Requirement. Copy each of the following records word for word, keeping every line as it is.

Entries.
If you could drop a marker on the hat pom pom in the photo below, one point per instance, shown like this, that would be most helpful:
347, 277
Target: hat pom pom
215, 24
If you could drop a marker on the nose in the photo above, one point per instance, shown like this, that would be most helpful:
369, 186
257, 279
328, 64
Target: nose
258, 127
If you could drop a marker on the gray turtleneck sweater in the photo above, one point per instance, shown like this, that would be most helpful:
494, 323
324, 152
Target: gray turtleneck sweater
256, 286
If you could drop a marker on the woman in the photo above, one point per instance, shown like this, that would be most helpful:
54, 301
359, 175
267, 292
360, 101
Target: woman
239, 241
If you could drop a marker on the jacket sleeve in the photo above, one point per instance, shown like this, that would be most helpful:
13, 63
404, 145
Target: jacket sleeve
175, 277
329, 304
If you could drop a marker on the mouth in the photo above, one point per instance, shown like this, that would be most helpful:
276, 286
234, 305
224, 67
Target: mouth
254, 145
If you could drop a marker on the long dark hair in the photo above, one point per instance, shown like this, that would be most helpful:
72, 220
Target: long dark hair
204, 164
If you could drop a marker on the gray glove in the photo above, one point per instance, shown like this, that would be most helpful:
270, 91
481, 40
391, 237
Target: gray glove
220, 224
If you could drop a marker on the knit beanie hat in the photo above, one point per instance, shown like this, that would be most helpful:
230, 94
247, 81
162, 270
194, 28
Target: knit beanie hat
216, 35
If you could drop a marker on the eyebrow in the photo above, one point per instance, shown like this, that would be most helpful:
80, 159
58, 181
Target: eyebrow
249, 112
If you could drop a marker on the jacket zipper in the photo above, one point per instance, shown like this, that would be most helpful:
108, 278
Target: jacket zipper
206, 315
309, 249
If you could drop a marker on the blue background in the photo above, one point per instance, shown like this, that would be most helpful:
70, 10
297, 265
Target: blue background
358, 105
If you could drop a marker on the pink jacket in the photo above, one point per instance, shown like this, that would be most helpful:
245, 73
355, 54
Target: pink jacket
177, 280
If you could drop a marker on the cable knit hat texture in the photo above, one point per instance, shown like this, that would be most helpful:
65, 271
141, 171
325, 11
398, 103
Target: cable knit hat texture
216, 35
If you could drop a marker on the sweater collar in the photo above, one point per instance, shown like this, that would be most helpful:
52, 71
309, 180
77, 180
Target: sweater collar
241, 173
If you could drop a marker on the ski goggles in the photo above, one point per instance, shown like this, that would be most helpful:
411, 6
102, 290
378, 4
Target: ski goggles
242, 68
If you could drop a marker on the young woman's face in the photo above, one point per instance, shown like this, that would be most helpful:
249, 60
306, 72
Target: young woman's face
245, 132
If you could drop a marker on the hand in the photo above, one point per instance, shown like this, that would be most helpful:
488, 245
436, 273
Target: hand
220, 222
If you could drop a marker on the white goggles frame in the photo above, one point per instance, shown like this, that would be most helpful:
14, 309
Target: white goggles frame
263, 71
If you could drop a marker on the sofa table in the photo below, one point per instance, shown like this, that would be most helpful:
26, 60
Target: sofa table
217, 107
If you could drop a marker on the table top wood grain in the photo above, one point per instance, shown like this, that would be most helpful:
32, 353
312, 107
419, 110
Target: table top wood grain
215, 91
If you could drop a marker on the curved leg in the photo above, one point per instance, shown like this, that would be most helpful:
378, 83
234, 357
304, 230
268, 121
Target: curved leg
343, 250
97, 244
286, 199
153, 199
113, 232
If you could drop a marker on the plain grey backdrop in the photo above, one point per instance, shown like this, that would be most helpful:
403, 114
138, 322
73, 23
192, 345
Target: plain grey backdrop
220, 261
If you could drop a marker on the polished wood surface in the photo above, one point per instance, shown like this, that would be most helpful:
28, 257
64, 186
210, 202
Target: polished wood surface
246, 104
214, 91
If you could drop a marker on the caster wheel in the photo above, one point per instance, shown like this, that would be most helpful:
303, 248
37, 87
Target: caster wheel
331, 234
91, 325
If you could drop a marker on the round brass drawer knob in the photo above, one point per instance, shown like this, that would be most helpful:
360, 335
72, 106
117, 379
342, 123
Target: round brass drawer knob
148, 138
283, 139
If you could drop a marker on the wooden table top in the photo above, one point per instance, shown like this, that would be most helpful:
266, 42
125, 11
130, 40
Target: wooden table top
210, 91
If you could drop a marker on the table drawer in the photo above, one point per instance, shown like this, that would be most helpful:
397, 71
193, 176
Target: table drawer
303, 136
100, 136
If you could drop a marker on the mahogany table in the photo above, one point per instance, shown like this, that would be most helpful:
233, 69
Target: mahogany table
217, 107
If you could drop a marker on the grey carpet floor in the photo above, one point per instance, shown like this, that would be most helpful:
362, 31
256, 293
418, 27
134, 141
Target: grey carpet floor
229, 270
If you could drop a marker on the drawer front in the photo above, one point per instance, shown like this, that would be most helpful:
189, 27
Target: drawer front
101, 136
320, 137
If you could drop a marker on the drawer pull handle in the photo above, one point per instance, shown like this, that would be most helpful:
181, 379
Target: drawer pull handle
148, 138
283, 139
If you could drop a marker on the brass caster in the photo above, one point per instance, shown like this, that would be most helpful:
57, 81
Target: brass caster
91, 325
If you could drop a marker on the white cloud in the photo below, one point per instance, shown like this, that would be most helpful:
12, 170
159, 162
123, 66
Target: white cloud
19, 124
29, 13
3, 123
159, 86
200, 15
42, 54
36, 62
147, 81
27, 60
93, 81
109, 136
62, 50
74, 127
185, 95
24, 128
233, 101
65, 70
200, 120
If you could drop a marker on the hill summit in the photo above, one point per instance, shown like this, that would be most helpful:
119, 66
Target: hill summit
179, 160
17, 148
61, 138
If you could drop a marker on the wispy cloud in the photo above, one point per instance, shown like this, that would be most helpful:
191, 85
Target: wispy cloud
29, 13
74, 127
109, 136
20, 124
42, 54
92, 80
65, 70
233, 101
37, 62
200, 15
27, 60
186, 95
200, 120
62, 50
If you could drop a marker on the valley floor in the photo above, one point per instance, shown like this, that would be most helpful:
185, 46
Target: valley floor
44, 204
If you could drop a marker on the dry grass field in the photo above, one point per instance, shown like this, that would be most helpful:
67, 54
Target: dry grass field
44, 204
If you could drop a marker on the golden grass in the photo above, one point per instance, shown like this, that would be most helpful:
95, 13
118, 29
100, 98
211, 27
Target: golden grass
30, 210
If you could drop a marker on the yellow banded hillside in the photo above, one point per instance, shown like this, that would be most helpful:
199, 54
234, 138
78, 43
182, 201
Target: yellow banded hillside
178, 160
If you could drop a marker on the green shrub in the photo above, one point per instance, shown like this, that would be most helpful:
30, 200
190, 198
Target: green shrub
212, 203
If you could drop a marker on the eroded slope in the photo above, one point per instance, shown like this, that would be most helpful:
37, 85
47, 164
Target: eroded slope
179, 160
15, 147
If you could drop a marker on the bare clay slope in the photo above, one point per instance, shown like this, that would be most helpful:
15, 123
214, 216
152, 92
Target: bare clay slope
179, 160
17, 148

Output for this exercise.
If you could drop a marker on the hat pom pom in the photo below, one point per instance, shown like this, that would be most helpful:
347, 277
Target: hat pom pom
215, 24
If you could drop a marker on the nose in the photo above, one point per instance, shown like this, that would be most helpful:
369, 186
257, 279
328, 64
Target: nose
258, 127
If you could drop a marker on the gray turtleneck sweater in the photo above, one point per instance, shown like this, that would be most helpful:
494, 323
324, 152
Target: gray turtleneck sweater
256, 286
If you could drop a marker on the woman in the photo above, one point per instance, shown like this, that would be most helpful:
54, 301
359, 175
267, 292
360, 101
Target: woman
239, 241
If you could drop a marker on the jacket sleeve in the photo above, one point per instance, shown like this, that would be most helpful:
13, 63
404, 145
Target: jacket sleeve
175, 277
329, 304
If you could drop a marker on the mouth in the photo above, one point per instance, shown like this, that would be most helpful:
276, 286
234, 305
224, 67
Target: mouth
254, 145
If you could drop a marker on the long dark hair in the photo above, one point per instance, shown like this, that would be most helpful:
72, 220
Target: long dark hair
204, 164
If you could drop a marker on the gray glove in the photo above, one point per instance, shown like this, that would be most helpful:
270, 91
481, 40
391, 237
Target: gray glove
220, 224
If you could drop a marker on the knit beanie hat in the photo above, one point per instance, shown like this, that would be most helpful:
230, 94
247, 81
162, 270
194, 28
Target: knit beanie hat
216, 35
If you could drop a marker on the eyebrow in the photo above, one point per instance, shown like this, that would be most helpful:
80, 159
58, 181
Target: eyebrow
249, 112
If you could drop a marker on the jacket zipper in the photo above, one point per instance, shown like this, that would be most helpful:
108, 278
Target: jacket zipper
206, 315
309, 249
If you could drop a marker on the blue background in the photo above, one point per instance, shown like this, that would be most helpful:
70, 10
297, 265
Target: blue background
358, 105
If you could drop a marker on the pink jacket in the photo above, one point per instance, shown like this, that would be most helpful:
245, 73
355, 54
Target: pink jacket
177, 280
If you could drop a marker on the cable knit hat texture in the photo above, one point per instance, shown like this, that would be most helpful:
65, 271
141, 171
325, 11
398, 103
Target: cable knit hat texture
216, 35
If you could drop a marker on the sweater collar in the photo above, one point per instance, shown like this, that would be most helpful:
52, 71
309, 180
77, 180
Target: sweater collar
241, 173
If you could drop a marker on the ski goggles in the photo above, one point per instance, shown like this, that would be most helpful:
411, 6
102, 290
378, 4
Target: ski goggles
242, 68
If you could drop a marker on the young woman's face in the photo above, one point per instance, shown like this, that would be most helpful:
249, 60
306, 72
Target: young woman's face
245, 132
If you could drop a marker on the hand in the photo above, one point per instance, shown like this, that would be most helpful:
488, 245
436, 273
Target: hand
220, 222
If you could drop a marker on the white goggles frame in the photo above, one point per instance, shown like this, that would be most helpful:
14, 309
Target: white goggles frame
263, 71
If you could drop a marker on the sofa table in the photo below, one point per instance, shown like this, that would be most helpful:
26, 60
Target: sofa table
217, 107
If you could drop a marker on the table top wood grain in the photo above, one point per instance, shown like this, that would be most helpful:
32, 353
312, 107
419, 110
Target: table top wood grain
215, 91
If you could drop a marker on the curved leg in the photo above, one point per instance, shown like this, that would be most helpful:
378, 83
234, 357
304, 230
268, 121
Target: curved leg
343, 250
97, 244
286, 199
153, 199
113, 232
If you could drop a marker on the plain grey backdrop in the photo above, one point per instance, shown like this, that would be most helpful:
403, 114
138, 322
73, 23
192, 345
Target: plain grey backdrop
220, 261
If you could drop a marker on the polished wood surface in the photo above, one point per instance, shown like this, that would be most helpful:
28, 257
64, 186
210, 202
Target: polished wood surface
246, 104
214, 91
If you could drop a marker on the caster wheel in the photo above, one point per instance, shown like this, that would be most helpful:
303, 248
37, 87
Target: caster wheel
331, 234
91, 325
If you could drop a marker on the round brass drawer knob in the photo above, one point per instance, shown like this, that would be most helpful:
360, 335
72, 106
117, 379
342, 123
Target: round brass drawer knob
148, 138
283, 139
If you could drop a marker on the wooden table top in the photo above, one point per instance, shown like this, that would be most helpful:
266, 42
125, 11
130, 40
Target: wooden table top
210, 91
If you could drop a marker on the table drawer in the photo above, one point per instance, shown like this, that would be most helpful:
397, 71
193, 176
Target: table drawer
303, 136
100, 136
If you could drop a marker on the mahogany table in the photo above, one point per instance, shown like this, that would be most helpful:
233, 69
Target: mahogany table
217, 107
If you could drop a marker on the grey carpet floor in the photo above, one point per instance, shown like this, that would be most helpful:
362, 31
256, 293
418, 27
134, 141
Target: grey carpet floor
229, 270
If you could drop a marker on the drawer front in the photo above, one point per instance, shown like this, that would be most helpful:
189, 27
Target: drawer front
101, 136
320, 137
If you could drop a marker on the drawer pull handle in the photo above, one point per instance, shown like this, that would be most helpful:
181, 379
Target: drawer pull handle
148, 138
283, 139
If you could drop a marker on the brass caster in the photo above, one point per instance, shown like this, that would be most helpful:
57, 81
Target: brass caster
91, 325
If you could drop a marker on the white cloud in the photo below, one point per instance, shown like this, that would be most helpful:
12, 170
159, 162
123, 66
Target: white cloud
19, 124
29, 13
3, 123
159, 86
200, 15
42, 54
36, 62
147, 81
27, 60
93, 81
109, 136
62, 50
74, 127
185, 95
24, 128
233, 101
65, 70
200, 120
If you could drop a marker on the hill summit in the photo above, one point per instance, shown like this, that would be most helpful:
119, 66
Target: hill summit
179, 160
17, 148
61, 138
If you could drop a marker on the wispy cloud in the photo above, one point per instance, shown like this, that would be most helpful:
191, 85
Target: wispy cloud
29, 13
74, 127
109, 136
20, 124
42, 54
92, 80
65, 70
233, 101
37, 62
200, 15
27, 60
186, 95
200, 120
62, 50
If you could drop a marker on the valley floor in the photo above, one point per instance, shown like this, that would be most helpful:
185, 46
Target: valley floor
44, 204
If you could drop a marker on the dry grass field in the photo above, one point per instance, shown like this, that would be most helpful:
67, 54
Target: dry grass field
44, 204
If you could drop a marker on the golden grass in the photo above, one point per instance, shown like this, that would be most helpful:
95, 13
118, 29
100, 98
211, 27
Target: golden grass
30, 210
If you could drop a marker on the yellow banded hillside in the photo above, one point per instance, shown like this, that would be most helpful:
199, 54
234, 138
78, 43
182, 201
Target: yellow banded hillside
178, 160
If you could drop a marker on the green shrub in the photo above, one point per instance, shown like this, that would be most helpful:
30, 200
190, 198
Target: green shrub
212, 203
If you could drop a marker on the eroded slope in the photo above, one point per instance, shown like this, that would be most helpful:
37, 85
47, 164
Target: eroded slope
179, 160
15, 147
If you could drop a marker on the bare clay slope in the photo above, one point per instance, shown like this, that would be most helpful:
15, 123
214, 216
152, 92
Target: bare clay slope
179, 160
17, 148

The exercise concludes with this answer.